■ Task statement ■
Given the listing below, write out exactly the lines starting with the line that has "Target: leafy plant stem" and going on through the line that has "[[57, 112], [67, 60]]", both kept.

■ The records ■
····················

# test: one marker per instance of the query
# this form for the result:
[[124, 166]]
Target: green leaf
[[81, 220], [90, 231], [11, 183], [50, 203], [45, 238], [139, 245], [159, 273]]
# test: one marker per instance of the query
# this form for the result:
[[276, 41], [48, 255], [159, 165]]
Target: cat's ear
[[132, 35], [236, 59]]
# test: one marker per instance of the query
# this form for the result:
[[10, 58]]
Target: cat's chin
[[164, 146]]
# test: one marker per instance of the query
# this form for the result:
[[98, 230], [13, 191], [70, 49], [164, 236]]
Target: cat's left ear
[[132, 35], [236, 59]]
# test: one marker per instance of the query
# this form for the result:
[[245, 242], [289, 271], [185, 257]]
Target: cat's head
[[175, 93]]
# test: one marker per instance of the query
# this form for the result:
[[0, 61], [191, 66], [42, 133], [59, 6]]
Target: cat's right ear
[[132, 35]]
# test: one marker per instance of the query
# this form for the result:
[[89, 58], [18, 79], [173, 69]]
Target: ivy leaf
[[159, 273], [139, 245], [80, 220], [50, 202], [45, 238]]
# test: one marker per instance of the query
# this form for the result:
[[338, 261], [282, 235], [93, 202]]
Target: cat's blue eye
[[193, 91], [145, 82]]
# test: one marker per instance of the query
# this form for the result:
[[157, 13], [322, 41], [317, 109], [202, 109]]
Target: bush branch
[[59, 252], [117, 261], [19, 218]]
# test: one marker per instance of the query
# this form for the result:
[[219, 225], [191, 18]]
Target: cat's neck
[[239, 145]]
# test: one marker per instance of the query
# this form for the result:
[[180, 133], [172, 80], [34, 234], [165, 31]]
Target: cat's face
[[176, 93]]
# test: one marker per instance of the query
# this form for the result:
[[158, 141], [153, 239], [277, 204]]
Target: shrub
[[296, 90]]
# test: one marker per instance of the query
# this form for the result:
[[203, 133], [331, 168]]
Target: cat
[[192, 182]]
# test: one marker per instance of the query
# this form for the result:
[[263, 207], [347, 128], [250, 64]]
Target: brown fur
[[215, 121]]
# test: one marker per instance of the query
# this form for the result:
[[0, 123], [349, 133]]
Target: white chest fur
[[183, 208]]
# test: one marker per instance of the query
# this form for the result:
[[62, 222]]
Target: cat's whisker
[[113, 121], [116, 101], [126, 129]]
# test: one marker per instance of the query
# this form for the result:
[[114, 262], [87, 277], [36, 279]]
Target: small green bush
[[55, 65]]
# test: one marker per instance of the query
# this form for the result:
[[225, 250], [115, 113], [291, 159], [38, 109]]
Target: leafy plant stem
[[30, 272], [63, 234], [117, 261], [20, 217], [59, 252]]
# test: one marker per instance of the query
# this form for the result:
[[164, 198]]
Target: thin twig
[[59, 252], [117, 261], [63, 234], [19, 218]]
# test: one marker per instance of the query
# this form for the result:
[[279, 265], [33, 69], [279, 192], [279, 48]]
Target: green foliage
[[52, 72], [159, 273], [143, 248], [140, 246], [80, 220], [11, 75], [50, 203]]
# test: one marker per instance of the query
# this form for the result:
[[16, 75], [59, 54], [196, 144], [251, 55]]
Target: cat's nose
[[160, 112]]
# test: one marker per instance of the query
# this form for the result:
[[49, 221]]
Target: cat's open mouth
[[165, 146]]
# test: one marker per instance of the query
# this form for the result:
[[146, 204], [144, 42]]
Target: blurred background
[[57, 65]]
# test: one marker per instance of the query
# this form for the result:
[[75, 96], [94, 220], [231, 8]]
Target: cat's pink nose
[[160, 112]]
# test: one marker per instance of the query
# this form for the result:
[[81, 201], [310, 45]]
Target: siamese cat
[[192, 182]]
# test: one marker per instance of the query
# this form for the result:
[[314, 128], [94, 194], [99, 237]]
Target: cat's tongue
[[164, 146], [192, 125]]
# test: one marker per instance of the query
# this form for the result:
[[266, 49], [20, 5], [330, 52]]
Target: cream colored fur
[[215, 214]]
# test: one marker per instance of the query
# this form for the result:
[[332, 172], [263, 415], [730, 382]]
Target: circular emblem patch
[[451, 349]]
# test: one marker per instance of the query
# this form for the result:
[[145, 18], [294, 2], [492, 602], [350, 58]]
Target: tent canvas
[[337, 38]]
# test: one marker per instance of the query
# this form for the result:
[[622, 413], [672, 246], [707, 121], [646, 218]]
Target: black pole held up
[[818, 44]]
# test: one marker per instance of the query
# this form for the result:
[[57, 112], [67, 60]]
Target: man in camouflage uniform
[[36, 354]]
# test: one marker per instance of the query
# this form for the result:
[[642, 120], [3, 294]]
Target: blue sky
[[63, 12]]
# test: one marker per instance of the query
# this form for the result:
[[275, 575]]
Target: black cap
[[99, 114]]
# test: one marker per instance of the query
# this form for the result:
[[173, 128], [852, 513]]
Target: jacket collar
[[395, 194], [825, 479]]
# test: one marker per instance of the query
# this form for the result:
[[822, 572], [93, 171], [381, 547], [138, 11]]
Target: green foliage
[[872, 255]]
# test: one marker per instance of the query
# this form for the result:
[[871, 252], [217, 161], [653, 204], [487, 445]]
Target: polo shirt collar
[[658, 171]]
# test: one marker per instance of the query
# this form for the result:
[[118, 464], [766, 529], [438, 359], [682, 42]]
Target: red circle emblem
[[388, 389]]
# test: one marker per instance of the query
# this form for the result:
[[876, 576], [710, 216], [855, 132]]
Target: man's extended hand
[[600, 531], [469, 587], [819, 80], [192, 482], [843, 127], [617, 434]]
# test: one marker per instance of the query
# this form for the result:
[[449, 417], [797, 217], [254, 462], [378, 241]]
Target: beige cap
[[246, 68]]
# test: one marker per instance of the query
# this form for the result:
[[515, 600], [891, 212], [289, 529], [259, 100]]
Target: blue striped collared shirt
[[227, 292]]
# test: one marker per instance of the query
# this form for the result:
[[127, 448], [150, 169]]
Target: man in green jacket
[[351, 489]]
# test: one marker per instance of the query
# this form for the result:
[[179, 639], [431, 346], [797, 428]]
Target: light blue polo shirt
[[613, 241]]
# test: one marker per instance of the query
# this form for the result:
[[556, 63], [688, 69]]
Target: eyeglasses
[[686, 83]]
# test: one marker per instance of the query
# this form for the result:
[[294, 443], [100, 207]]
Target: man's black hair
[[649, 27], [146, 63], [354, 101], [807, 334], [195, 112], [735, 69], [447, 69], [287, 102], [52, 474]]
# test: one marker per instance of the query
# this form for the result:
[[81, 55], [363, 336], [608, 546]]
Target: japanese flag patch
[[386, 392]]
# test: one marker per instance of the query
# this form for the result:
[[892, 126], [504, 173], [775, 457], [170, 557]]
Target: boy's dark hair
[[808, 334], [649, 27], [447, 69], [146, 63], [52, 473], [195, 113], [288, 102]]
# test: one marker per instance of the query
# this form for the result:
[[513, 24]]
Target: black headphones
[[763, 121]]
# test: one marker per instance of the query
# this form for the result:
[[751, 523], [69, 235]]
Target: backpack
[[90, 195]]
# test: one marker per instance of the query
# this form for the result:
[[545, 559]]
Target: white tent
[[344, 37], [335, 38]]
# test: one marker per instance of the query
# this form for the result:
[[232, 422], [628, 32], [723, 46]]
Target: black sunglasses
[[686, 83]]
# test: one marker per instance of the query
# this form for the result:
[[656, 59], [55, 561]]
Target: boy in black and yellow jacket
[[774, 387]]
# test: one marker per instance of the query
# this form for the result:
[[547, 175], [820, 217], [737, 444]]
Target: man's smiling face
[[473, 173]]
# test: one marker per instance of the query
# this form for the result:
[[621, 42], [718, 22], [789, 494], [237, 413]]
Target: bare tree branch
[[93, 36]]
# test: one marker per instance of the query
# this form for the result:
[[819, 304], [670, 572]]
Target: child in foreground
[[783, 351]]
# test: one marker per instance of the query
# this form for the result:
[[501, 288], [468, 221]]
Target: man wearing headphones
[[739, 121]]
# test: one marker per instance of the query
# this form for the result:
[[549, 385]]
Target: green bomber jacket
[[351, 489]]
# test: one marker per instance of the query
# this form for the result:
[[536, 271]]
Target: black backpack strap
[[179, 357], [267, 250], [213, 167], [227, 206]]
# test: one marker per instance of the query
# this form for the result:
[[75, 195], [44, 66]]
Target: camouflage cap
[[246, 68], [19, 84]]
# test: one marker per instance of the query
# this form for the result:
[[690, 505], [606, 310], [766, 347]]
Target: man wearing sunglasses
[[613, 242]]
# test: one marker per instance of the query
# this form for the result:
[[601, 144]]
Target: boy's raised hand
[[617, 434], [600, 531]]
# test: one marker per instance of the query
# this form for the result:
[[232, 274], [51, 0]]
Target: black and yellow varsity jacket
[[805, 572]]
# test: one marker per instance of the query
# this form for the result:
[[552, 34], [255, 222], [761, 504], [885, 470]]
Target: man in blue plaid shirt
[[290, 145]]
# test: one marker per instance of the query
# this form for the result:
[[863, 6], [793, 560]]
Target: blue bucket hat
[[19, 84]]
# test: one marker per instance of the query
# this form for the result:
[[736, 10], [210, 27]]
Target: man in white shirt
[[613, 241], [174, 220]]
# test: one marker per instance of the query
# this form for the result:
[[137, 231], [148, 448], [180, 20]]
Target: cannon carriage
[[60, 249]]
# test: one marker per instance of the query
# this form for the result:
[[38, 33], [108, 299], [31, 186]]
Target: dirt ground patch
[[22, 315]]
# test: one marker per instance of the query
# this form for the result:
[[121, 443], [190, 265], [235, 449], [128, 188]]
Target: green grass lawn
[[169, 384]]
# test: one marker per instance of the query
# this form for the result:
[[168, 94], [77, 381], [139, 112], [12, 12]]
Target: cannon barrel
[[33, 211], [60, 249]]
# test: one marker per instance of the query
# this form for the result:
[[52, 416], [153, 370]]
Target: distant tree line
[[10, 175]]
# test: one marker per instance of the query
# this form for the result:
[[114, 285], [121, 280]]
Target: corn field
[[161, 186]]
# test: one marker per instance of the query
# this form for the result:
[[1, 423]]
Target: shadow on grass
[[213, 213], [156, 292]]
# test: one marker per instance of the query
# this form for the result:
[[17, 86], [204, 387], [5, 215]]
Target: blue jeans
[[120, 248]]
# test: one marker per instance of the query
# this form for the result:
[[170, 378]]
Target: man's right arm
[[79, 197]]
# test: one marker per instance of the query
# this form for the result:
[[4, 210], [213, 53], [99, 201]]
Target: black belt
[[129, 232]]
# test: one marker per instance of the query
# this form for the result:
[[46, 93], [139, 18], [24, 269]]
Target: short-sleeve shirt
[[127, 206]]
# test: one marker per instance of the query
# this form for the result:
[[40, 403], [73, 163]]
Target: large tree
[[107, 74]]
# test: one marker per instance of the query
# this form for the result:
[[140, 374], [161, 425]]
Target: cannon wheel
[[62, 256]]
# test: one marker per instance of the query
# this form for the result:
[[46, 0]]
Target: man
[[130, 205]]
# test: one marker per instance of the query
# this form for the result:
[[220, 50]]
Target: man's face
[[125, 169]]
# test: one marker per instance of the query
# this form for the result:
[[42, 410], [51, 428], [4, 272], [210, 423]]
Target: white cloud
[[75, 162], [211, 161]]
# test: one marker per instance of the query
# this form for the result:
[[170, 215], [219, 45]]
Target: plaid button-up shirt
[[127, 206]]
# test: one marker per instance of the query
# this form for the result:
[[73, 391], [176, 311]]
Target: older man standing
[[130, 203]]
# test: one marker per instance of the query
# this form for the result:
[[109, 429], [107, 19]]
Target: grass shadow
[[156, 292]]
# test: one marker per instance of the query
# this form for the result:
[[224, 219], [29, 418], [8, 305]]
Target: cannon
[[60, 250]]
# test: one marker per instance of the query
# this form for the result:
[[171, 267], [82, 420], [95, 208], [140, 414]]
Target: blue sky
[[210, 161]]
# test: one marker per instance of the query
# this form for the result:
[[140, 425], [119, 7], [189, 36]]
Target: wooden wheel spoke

····················

■ Exercise result ■
Target: leafy plant stem
[[30, 272], [63, 234], [117, 261], [20, 217], [59, 252]]
# test: one marker per instance of the query
# this form for the result:
[[164, 198]]
Target: thin twig
[[59, 252], [117, 261], [63, 234], [19, 218]]
# test: one marker per instance of the query
# this form for the result:
[[279, 265], [33, 69], [279, 192], [279, 48]]
Target: green foliage
[[52, 72], [159, 273], [143, 248], [140, 246], [80, 220], [11, 75], [50, 203]]
# test: one marker per instance of the query
# this form for the result:
[[16, 75], [59, 54], [196, 144], [251, 55]]
Target: cat's nose
[[160, 112]]
# test: one marker per instance of the query
# this form for the result:
[[49, 221]]
Target: cat's open mouth
[[165, 146]]
# test: one marker per instance of the query
# this form for the result:
[[146, 204], [144, 42]]
Target: blurred background
[[57, 65]]
# test: one marker per instance of the query
# this form for the result:
[[75, 96], [94, 220], [231, 8]]
Target: cat's pink nose
[[160, 112]]
# test: one marker per instance of the query
# this form for the result:
[[81, 201], [310, 45]]
Target: siamese cat
[[192, 182]]
# test: one marker per instance of the query
# this form for the result:
[[314, 128], [94, 194], [99, 237]]
Target: cat's tongue
[[164, 146], [192, 125]]
# test: one marker per instance of the query
# this form for the result:
[[266, 49], [20, 5], [330, 52]]
Target: cream colored fur
[[215, 214]]
# test: one marker per instance of the query
# this form for the result:
[[332, 172], [263, 415], [730, 382]]
Target: circular emblem patch
[[451, 349]]
# test: one marker per instance of the query
# this form for the result:
[[145, 18], [294, 2], [492, 602], [350, 58]]
Target: tent canvas
[[337, 38]]
# test: one marker per instance of the query
# this form for the result:
[[622, 413], [672, 246], [707, 121], [646, 218]]
Target: black pole held up
[[818, 44]]
# test: one marker per instance of the query
# this form for the result:
[[57, 112], [67, 60]]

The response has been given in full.